Work to complete:
a) Which people does the Pearl Harbor research article name? List all of them.
b) From the Pearl Harbor research article, copy the stretch from "He said in the" through "of the picture.".

Selected passage:
12 November 2003

Using previously unexamined World War II Japanese and US archival records a University of Queensland PhD graduate has unearthed fresh historical discoveries relating to the attack on Pearl Harbor in 1941.

Dr Peter Mauch has questioned previously held historical opinion relating to the assumptions underlying American and Japanese governmental policy.

He has argued that prior to the Japanese attack on the American naval base at Pearl Harbor, Japan’s ambassador to the US, Admiral Nomura Kichisaburo offered his colleagues in Tokyo an “accurate, penetrating, forceful and even courageous assessment of the likely outcome of Japan’s aggressive path”.

“The conclusions I reached regarding Nomura flew in the face of existing knowledge and beliefs, which condemned him as an ineffective diplomat,” Dr Mauch said.

“I reached these conclusions based on extensive use of the Japanese diplomatic archives, something which to my knowledge not even Japanese historians have undertaken.”

Dr Mauch was awarded his PhD in September 2003 having studied Diplomacy, War and Policy Planning: The United States and Japan, 1940-1945 under the supervision of UQ’s Executive Dean of the Faculty of Arts Professor Alan Rix. Dr Mauch currently lectures in Japanese diplomatic history of the 20th Century at Doshisha University – one of Japan’s most prestigious academic institutions.

He said in the past English-language historians who were unable to read pre-war Japanese archival material had relied solely on the American Government’s records, which provided only part of the picture.

Dataset entries:
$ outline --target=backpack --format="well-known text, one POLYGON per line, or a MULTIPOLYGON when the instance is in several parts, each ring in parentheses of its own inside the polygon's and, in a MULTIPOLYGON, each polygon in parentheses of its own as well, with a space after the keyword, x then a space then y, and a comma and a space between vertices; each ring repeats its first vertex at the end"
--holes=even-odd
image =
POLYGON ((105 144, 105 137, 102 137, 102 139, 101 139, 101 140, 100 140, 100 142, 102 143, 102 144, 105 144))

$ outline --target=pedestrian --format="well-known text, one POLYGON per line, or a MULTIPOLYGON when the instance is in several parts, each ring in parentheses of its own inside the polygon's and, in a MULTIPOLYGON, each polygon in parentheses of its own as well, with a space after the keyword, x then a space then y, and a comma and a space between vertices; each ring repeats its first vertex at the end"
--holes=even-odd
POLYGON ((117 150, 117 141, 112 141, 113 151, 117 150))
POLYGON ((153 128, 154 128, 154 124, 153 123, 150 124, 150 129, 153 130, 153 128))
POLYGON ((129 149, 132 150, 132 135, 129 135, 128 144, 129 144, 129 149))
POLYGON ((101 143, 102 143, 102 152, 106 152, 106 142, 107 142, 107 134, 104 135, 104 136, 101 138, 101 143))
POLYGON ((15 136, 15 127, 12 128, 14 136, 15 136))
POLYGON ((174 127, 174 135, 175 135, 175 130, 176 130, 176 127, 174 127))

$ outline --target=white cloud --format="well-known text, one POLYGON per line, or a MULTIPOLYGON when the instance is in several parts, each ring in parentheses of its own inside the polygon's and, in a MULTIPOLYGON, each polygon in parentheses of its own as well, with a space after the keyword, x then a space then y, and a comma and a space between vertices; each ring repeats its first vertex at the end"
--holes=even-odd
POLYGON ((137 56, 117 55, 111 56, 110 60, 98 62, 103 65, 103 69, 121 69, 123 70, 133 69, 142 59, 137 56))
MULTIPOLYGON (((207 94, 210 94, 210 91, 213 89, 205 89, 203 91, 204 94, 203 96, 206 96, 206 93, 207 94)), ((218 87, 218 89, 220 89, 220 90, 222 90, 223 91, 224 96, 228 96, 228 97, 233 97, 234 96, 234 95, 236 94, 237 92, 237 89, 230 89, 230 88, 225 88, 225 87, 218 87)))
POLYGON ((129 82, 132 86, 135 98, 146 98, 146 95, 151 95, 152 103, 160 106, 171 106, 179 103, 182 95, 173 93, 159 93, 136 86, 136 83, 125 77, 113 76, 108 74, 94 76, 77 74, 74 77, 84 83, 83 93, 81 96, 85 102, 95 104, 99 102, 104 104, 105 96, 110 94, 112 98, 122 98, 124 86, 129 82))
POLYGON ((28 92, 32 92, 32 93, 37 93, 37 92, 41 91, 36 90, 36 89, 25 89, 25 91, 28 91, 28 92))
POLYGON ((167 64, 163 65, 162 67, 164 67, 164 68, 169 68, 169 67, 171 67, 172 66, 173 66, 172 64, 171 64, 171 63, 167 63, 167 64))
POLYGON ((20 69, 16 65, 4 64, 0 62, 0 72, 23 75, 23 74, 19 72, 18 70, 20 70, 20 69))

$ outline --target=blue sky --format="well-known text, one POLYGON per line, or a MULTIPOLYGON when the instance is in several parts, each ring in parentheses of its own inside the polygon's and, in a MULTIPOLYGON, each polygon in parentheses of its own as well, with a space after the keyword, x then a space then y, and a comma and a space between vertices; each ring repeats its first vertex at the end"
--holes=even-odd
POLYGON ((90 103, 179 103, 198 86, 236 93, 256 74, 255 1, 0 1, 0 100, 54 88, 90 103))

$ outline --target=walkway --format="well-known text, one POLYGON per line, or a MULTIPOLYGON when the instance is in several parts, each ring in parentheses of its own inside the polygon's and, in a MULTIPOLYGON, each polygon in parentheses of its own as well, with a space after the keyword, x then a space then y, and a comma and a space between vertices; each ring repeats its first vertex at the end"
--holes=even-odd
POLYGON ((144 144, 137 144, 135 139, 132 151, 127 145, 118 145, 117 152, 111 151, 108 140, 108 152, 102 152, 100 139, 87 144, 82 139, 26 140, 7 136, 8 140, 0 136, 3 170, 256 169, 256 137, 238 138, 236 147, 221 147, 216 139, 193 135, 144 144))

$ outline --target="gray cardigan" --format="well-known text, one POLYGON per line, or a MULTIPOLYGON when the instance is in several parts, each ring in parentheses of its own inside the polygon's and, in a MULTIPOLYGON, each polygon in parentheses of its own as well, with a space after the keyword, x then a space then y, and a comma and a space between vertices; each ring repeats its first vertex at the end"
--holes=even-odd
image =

The answers:
a)
- Dr Peter Mauch
- Admiral Nomura Kichisaburo
- Professor Alan Rix

b)
He said in the past English-language historians who were unable to read pre-war Japanese archival material had relied solely on the American Government’s records, which provided only part of the picture.